Given task: Please reproduce the material below with every "where exactly" switched to "where precisely" and nothing else changed, leaving out the pictures.

Input for this task:

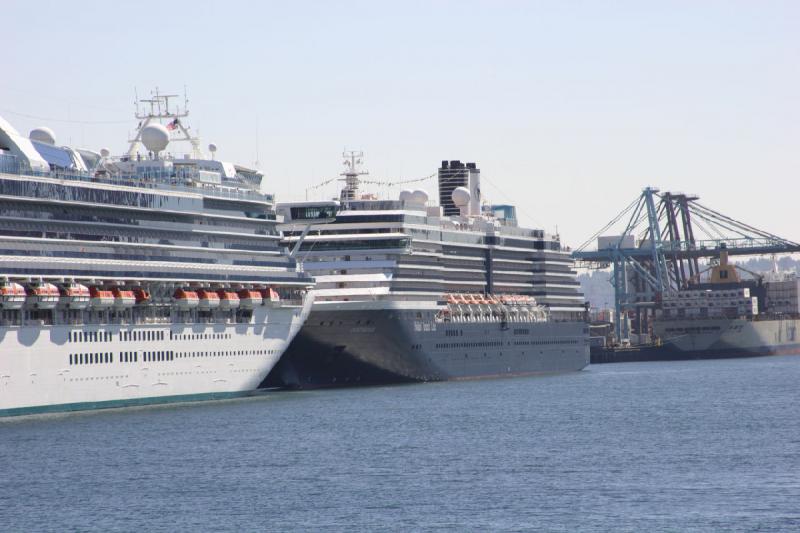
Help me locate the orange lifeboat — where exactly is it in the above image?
[258,287,281,303]
[111,288,136,309]
[0,282,25,309]
[237,289,264,309]
[172,289,200,311]
[59,283,91,309]
[89,287,114,309]
[28,283,61,309]
[217,289,239,309]
[133,287,150,305]
[197,289,219,310]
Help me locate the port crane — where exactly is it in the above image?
[573,187,800,339]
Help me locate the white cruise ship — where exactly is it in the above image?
[267,153,589,388]
[0,92,313,416]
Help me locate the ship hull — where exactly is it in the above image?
[653,318,800,359]
[0,297,311,416]
[264,306,589,388]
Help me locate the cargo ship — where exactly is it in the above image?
[266,154,589,388]
[0,92,313,416]
[591,247,800,363]
[653,249,800,359]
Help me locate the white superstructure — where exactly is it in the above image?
[0,93,313,416]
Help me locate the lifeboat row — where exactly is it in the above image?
[0,282,150,310]
[173,287,280,311]
[445,294,536,305]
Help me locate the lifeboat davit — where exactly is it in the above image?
[172,289,200,311]
[59,283,91,309]
[133,288,150,305]
[89,287,114,309]
[28,283,61,309]
[197,289,219,310]
[111,288,136,309]
[0,282,25,309]
[236,289,264,309]
[217,289,239,310]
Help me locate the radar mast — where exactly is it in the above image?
[339,150,369,201]
[128,87,203,159]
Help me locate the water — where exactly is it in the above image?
[0,357,800,531]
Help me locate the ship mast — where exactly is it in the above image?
[128,87,203,159]
[339,150,369,201]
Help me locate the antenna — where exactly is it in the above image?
[254,115,260,170]
[128,86,203,159]
[339,150,369,201]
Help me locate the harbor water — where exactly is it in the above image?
[0,356,800,531]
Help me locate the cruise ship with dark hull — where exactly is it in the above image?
[265,154,589,388]
[0,93,313,416]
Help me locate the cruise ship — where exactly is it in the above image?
[0,92,313,416]
[266,152,589,388]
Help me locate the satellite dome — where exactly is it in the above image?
[452,187,471,207]
[28,126,56,145]
[411,189,428,205]
[142,124,169,154]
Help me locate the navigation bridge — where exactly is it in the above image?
[573,187,800,339]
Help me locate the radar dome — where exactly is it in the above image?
[411,189,428,205]
[28,126,56,145]
[142,124,169,153]
[452,187,470,207]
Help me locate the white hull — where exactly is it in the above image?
[0,297,313,416]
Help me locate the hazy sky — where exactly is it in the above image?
[0,0,800,245]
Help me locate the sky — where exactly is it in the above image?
[0,0,800,246]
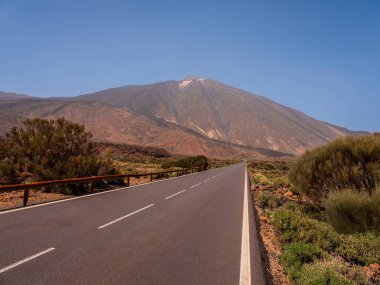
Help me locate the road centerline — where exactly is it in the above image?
[190,182,202,188]
[164,190,186,200]
[239,165,251,285]
[98,204,154,230]
[0,247,55,274]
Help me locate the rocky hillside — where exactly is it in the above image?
[0,77,366,158]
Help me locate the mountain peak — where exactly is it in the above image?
[178,76,205,88]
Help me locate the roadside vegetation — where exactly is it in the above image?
[0,118,118,194]
[0,118,234,209]
[249,134,380,285]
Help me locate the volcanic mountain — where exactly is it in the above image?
[0,77,364,158]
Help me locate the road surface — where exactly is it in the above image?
[0,163,265,285]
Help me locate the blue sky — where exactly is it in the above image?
[0,0,380,131]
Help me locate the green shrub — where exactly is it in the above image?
[280,243,321,280]
[295,259,367,285]
[251,173,273,186]
[0,118,120,192]
[273,207,340,251]
[325,187,380,233]
[289,134,380,202]
[336,233,380,265]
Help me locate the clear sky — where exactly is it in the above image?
[0,0,380,131]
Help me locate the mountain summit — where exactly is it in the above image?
[0,76,366,157]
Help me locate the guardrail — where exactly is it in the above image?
[0,167,205,207]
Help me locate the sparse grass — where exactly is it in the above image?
[249,162,380,285]
[325,187,380,233]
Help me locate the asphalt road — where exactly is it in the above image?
[0,163,265,285]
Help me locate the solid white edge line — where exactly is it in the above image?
[98,204,154,230]
[239,164,251,285]
[165,190,186,200]
[0,166,230,215]
[190,182,202,188]
[0,247,55,274]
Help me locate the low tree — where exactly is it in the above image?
[0,118,119,191]
[289,134,380,201]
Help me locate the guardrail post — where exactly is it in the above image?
[23,189,29,207]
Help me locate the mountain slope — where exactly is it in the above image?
[76,77,364,154]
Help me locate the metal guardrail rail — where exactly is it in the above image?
[0,167,205,207]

Result for this task:
Help me locate the orange lifeboat — where precisely is it in the above image?
[258,287,281,303]
[111,288,136,309]
[0,282,25,309]
[237,289,264,309]
[172,289,200,311]
[59,283,91,309]
[89,287,114,309]
[28,283,61,309]
[217,289,239,309]
[133,287,150,305]
[197,289,219,310]
Help me locate the port crane — where precisely is it in the above image?
[573,187,800,339]
Help me locate the white cruise ship — where precisely is it in the above image?
[267,153,589,388]
[0,92,313,416]
Help me locate the ship hull — where precisely is it in the above image?
[653,318,800,359]
[0,297,311,416]
[264,306,589,388]
Help me locate the cargo ship — where precisely is it in the above image?
[266,154,589,388]
[0,92,313,416]
[591,247,800,363]
[653,249,800,359]
Help me locate the white superstructure — where precisely is it in the above image?
[0,93,313,416]
Help me locate the lifeboat row — where precisely is it in the above image?
[0,282,150,310]
[173,287,280,311]
[445,294,536,305]
Help me locate the lifeboat davit — where precisely is it in the above image?
[172,289,200,311]
[59,283,91,309]
[133,288,150,305]
[89,287,114,309]
[28,283,61,309]
[197,289,219,310]
[111,288,136,309]
[0,282,25,309]
[236,289,264,309]
[217,289,239,310]
Help me locate the radar mast — where precisely is it in the above image?
[339,150,369,201]
[128,87,203,159]
Help me locate the water — where precisely is it in the above image?
[0,357,800,531]
Help me locate the ship mast — where precisely is it in the above image?
[128,87,203,159]
[339,150,369,201]
Help me locate the antenna — where precisely is it in the above image?
[254,115,260,170]
[128,86,203,159]
[339,150,369,201]
Help me locate the harbor water — where precisely is it in the above image?
[0,356,800,531]
Help me locate the cruise ship with dark hull — where precisely is it in the above image?
[265,154,589,388]
[0,93,313,416]
Help me locate the cruise ship — where precisely is it in the above image?
[0,92,313,416]
[266,152,589,388]
Help me locate the satellite dome — where precisely is it in the above image?
[452,187,471,207]
[28,126,56,145]
[411,189,428,205]
[142,124,169,154]
Help me locate the navigation bridge — where precisely is it in the above image?
[573,187,800,339]
Help me locate the radar dome — where precisely is it in the above image?
[411,189,428,205]
[28,126,56,145]
[142,124,169,153]
[452,187,470,207]
Help me locate the white hull — where precisely is it in the above image?
[0,297,313,416]
Help me locate the hazy sky — where precisely is it in the above image?
[0,0,800,245]
Help me locate the sky — where precisely is it in the above image?
[0,0,800,246]
Help me locate the road centerline — where precisely is it in the above image?
[190,182,202,188]
[164,190,186,200]
[239,165,251,285]
[98,204,154,230]
[0,247,55,274]
Help me locate the rocky hillside — where precisely is it in the above image?
[0,77,366,158]
Help me locate the mountain peak — where precisely is it in the above image?
[178,76,205,88]
Help me locate the roadside vegetation — where precisely is it in the above image?
[0,118,118,194]
[0,118,234,209]
[249,134,380,285]
Help me locate the volcanic mountain — where precisely is it in the above image?
[0,77,364,158]
Help me locate the road surface — where precisely is it in the above image?
[0,163,265,285]
Help me locate the blue sky — where precisely is it in the above image?
[0,0,380,131]
Help me locate the green shrub — where precisely is it in the above image?
[280,243,321,280]
[295,259,367,285]
[251,173,273,186]
[0,118,120,192]
[273,207,340,251]
[325,187,380,233]
[289,134,380,202]
[336,233,380,265]
Help me locate the clear sky — where precisely is it in the above image?
[0,0,380,131]
Help me locate the mountain summit — where precisely is it in the above image?
[0,76,366,157]
Help me locate the guardrail — where precisely is it in the above image?
[0,167,205,207]
Help me locate the sparse grass — where precisely is it in the above image?
[249,162,380,285]
[325,187,380,233]
Help me locate the asphalt road — where precisely is it in the above image?
[0,163,265,285]
Help me locate the solid white edge line — where precisely is it in the above image?
[98,204,154,230]
[239,164,251,285]
[165,190,186,200]
[0,166,230,215]
[190,182,202,188]
[0,247,55,274]
Help me locate the low tree — where precisely is it in the above image?
[0,118,119,191]
[289,134,380,201]
Help me locate the guardrail post — where precisely is it in the above image?
[23,189,29,207]
Help me locate the mountain slope — where precisely is it in the above image?
[76,77,364,154]
Help me locate the metal guardrail rail — where precisely is it in the above image?
[0,167,205,207]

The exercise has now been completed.